- **Information supplied**
┌──

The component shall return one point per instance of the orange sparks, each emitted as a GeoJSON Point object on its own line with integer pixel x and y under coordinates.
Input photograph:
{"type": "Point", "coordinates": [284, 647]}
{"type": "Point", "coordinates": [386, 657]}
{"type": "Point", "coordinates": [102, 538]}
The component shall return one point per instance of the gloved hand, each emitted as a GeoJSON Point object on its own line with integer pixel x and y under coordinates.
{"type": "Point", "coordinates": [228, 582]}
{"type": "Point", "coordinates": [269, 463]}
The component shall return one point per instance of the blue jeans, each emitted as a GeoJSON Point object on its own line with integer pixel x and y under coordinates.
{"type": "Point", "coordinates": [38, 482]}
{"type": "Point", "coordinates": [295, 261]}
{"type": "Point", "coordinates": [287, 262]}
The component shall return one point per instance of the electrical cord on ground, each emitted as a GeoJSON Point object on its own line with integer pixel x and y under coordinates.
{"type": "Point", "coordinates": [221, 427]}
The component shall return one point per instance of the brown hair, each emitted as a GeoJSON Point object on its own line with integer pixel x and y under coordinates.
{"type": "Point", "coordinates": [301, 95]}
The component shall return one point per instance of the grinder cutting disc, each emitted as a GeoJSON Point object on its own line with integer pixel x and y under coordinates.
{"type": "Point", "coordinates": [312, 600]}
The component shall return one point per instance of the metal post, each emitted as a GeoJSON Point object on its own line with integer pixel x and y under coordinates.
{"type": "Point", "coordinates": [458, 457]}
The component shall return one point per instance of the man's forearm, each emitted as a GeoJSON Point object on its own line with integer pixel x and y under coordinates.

└──

- **Exercise instructions**
Reproduce all of the data above, swapping every "component" for "module" and leaving everything else unchanged.

- **Reply**
The module shall return one point per instance of the orange sparks, each emitted as a GeoJSON Point object on its own line with integer pixel x and y under coordinates.
Input photograph:
{"type": "Point", "coordinates": [284, 647]}
{"type": "Point", "coordinates": [386, 657]}
{"type": "Point", "coordinates": [102, 538]}
The module shall return one point per instance of the gloved hand, each emitted as a GeoJSON Point object on its own line with integer pixel x and y under coordinates.
{"type": "Point", "coordinates": [228, 582]}
{"type": "Point", "coordinates": [269, 463]}
The module shall return one point per instance of the blue jeans, each emitted as a GeoJSON Point object on its own line with integer pixel x and y under coordinates.
{"type": "Point", "coordinates": [38, 482]}
{"type": "Point", "coordinates": [295, 261]}
{"type": "Point", "coordinates": [287, 262]}
The module shall return one point per instance of the electrical cord on ground, each emitted as a GeoJSON Point object on its own line with integer pixel x and y under coordinates.
{"type": "Point", "coordinates": [221, 427]}
The module shall return one point per instance of the brown hair, each emitted as a GeoJSON Point object on its own line with integer pixel x and y under coordinates.
{"type": "Point", "coordinates": [301, 95]}
The module shall return one point per instance of the grinder cutting disc, each emitted as a GeoJSON Point object on its own line with integer pixel x and y under coordinates.
{"type": "Point", "coordinates": [312, 600]}
The module shall return one point per instance of the metal post, each emitted as a GeoJSON Point object on its own line with integer pixel x and y under coordinates.
{"type": "Point", "coordinates": [458, 457]}
The module shall return one point per instance of the man's forearm, each emitted as a GeoJSON Point object on its own line with integer pixel x and y under coordinates.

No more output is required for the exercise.